Task requirements ::
Nothing but the lines from the one with "Challenge: I say the white flower" through the last line of the entries below should appear in the copy, please, and no pictures.

Provided material ::
········
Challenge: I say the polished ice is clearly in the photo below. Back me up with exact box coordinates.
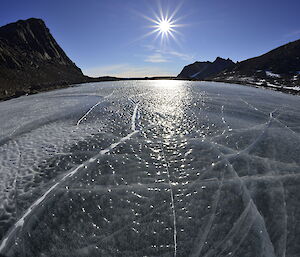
[0,81,299,257]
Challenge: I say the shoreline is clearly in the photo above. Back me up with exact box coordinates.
[1,77,299,103]
[204,79,300,96]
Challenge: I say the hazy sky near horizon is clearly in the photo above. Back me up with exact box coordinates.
[1,0,300,77]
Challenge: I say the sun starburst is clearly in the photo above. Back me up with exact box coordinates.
[149,14,180,43]
[139,3,185,45]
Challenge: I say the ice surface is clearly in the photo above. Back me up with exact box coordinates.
[0,81,300,257]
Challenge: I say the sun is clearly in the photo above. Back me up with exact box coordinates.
[150,15,177,42]
[139,4,185,44]
[159,20,171,33]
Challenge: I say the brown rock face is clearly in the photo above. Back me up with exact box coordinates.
[0,18,88,99]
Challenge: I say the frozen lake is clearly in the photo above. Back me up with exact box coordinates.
[0,80,300,257]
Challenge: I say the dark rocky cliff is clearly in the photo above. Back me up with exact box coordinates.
[211,39,300,91]
[177,57,235,80]
[0,18,88,100]
[225,39,300,75]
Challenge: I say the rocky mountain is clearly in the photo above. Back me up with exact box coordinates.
[211,39,300,93]
[0,18,89,100]
[177,57,235,80]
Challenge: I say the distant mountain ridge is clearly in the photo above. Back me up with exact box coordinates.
[177,57,235,80]
[178,39,300,93]
[211,39,300,92]
[0,18,89,99]
[0,18,177,101]
[1,18,299,99]
[225,39,300,75]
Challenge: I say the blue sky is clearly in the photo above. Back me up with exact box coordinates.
[1,0,300,77]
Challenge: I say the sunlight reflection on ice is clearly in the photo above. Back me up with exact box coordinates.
[0,81,300,257]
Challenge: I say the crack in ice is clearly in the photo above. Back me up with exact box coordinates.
[160,141,178,257]
[76,90,114,126]
[0,100,140,253]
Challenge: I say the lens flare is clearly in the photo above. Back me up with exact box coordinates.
[139,3,186,44]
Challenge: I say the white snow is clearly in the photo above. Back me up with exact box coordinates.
[190,71,202,78]
[283,86,300,91]
[266,71,281,78]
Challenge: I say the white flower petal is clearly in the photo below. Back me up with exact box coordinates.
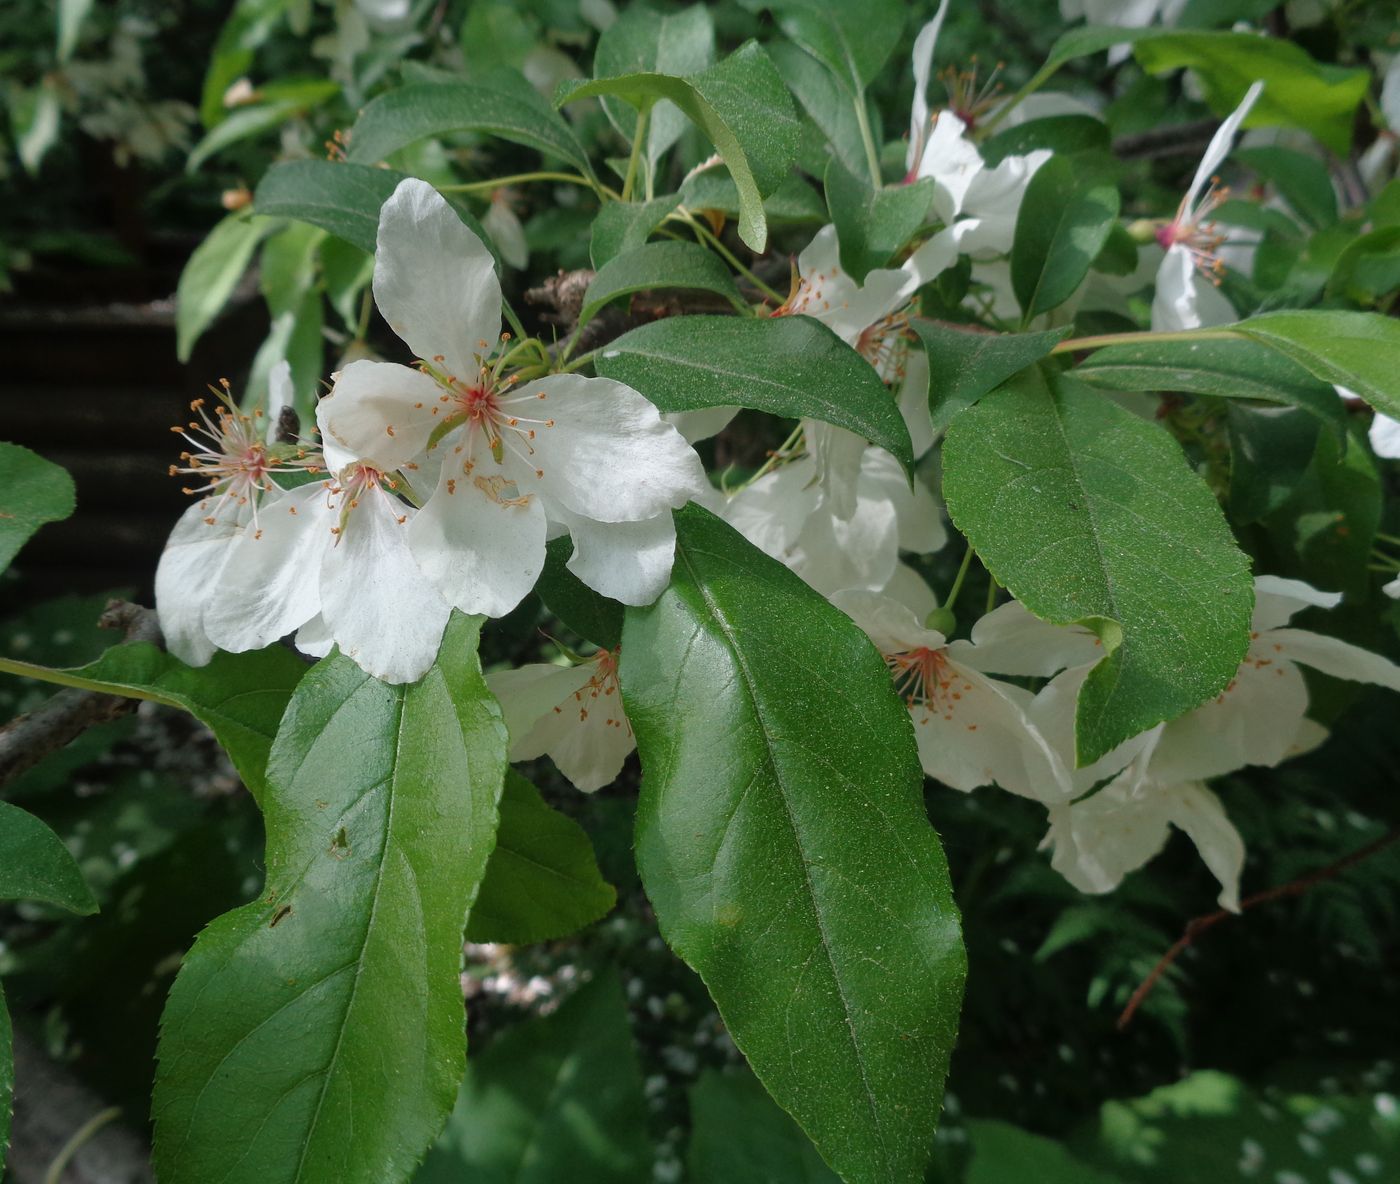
[1186,81,1265,214]
[1165,782,1245,911]
[512,373,708,523]
[408,460,548,617]
[1029,665,1160,792]
[1252,574,1340,631]
[664,405,739,444]
[1045,772,1173,896]
[880,563,940,621]
[898,346,936,460]
[723,460,821,560]
[901,226,959,289]
[965,600,1105,677]
[373,177,501,377]
[807,421,867,521]
[791,484,899,594]
[560,509,676,606]
[857,446,945,555]
[831,588,945,653]
[155,502,244,667]
[319,359,448,472]
[910,660,1071,801]
[1269,627,1400,692]
[1382,55,1400,131]
[1369,412,1400,459]
[487,661,596,751]
[295,614,335,660]
[320,485,452,683]
[907,0,952,172]
[266,360,293,445]
[204,483,330,654]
········
Task result ::
Challenge: I say the white flower petal is clearly in the photo below. Back me up with exact box coordinates.
[1186,81,1265,214]
[1165,782,1245,911]
[512,373,708,523]
[408,460,548,617]
[1029,665,1160,792]
[1252,574,1340,631]
[664,405,739,444]
[1045,772,1173,896]
[880,563,940,621]
[898,346,936,460]
[723,460,821,560]
[901,226,959,289]
[965,600,1105,677]
[373,177,501,377]
[807,421,867,521]
[791,484,899,594]
[560,509,676,606]
[857,446,945,555]
[831,588,945,653]
[155,502,244,667]
[319,359,448,472]
[910,660,1071,801]
[1269,627,1400,692]
[1382,55,1400,131]
[1369,412,1400,459]
[487,661,596,751]
[295,614,335,660]
[320,485,452,683]
[907,0,952,172]
[266,360,293,445]
[204,483,330,654]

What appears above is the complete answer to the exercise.